Задание A
Подсчитайте строки списка, в которых встречается слово «bouquet». В ответе укажите только число.

Табор уходит

Табор уходит

«Да чтоб у тебэ волосы все повываливались. Проклятая!» – слышится яростный крик. И миниатюрная девушка в ужасе отбегает от своей обидчицы. Хитрые маслянисто-черные глаза, пестрая рубашка, в ушах ослепительно блестящие кольца. Женщина в длинной юбке бойко обходит площадь перед торговым центром. Она, не стесняясь, выкрикивает что-то своей напарнице на неизвестном зловеще распевном языке... Цыгане. Уже одно это слово заставляет нас невольно тянуться к кошельку и с испугом сжимать смартфон у себя в кармане. Можно ли завязать дружбу с цыганской семьей или просто унести ноги из их дома? Наш корреспондент проверил это на себе.

Ни кола ни шатра

Большая цыганская семья, пригласившая нас на юбилей хозяйки, живет закрытым кланом в поселке Вырица. Здесь почти каждая улица не обходится без полуразваленного цыганского двора, выдающегося себя характерным запахом и лаем непривязанных собак.

Дорога от платформы, долгая и волнительная, приводит к небольшому деревенскому дому, выкрашенному голубой краской. Ворота широко распахнуты, по двору бегают куры. Наскоро сколоченное, покосившееся крыльцо встречает неприветливо.

Задание B
Ответьте, пожалуйста, по статье: какой краской выкрашен деревенский дом, к которому приводит дорога от платформы?

Входные данные
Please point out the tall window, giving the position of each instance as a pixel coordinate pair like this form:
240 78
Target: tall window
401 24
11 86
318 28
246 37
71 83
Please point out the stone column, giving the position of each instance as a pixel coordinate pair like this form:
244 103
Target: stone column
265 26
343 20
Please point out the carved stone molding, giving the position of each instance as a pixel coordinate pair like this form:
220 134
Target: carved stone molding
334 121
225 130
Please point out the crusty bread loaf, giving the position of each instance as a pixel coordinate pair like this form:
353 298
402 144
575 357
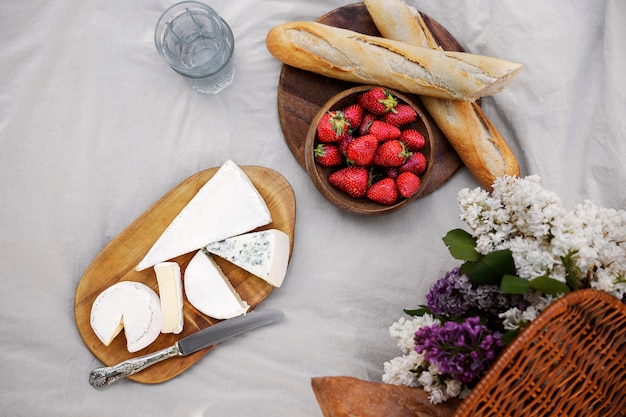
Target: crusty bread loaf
479 144
342 396
355 57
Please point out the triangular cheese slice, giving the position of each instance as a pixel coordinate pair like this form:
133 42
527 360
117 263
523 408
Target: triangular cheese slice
227 205
208 289
171 295
264 254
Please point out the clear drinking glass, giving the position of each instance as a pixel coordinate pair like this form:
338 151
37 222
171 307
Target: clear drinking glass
198 44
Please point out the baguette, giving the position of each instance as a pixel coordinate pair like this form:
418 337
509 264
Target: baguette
355 57
477 142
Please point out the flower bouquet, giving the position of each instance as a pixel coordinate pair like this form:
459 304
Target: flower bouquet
523 251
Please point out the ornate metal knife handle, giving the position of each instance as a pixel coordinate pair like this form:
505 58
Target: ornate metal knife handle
105 376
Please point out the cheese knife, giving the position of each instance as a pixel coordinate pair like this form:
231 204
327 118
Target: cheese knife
224 330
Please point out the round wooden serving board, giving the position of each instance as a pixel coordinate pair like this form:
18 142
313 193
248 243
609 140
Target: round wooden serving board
302 93
116 262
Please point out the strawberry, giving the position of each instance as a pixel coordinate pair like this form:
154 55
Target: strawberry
400 115
391 172
368 118
352 180
391 153
416 163
331 126
383 191
345 140
353 114
413 139
327 155
361 150
383 131
377 101
408 183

Ожидаемый ответ A
2

Ожидаемый ответ B
Голубой краской.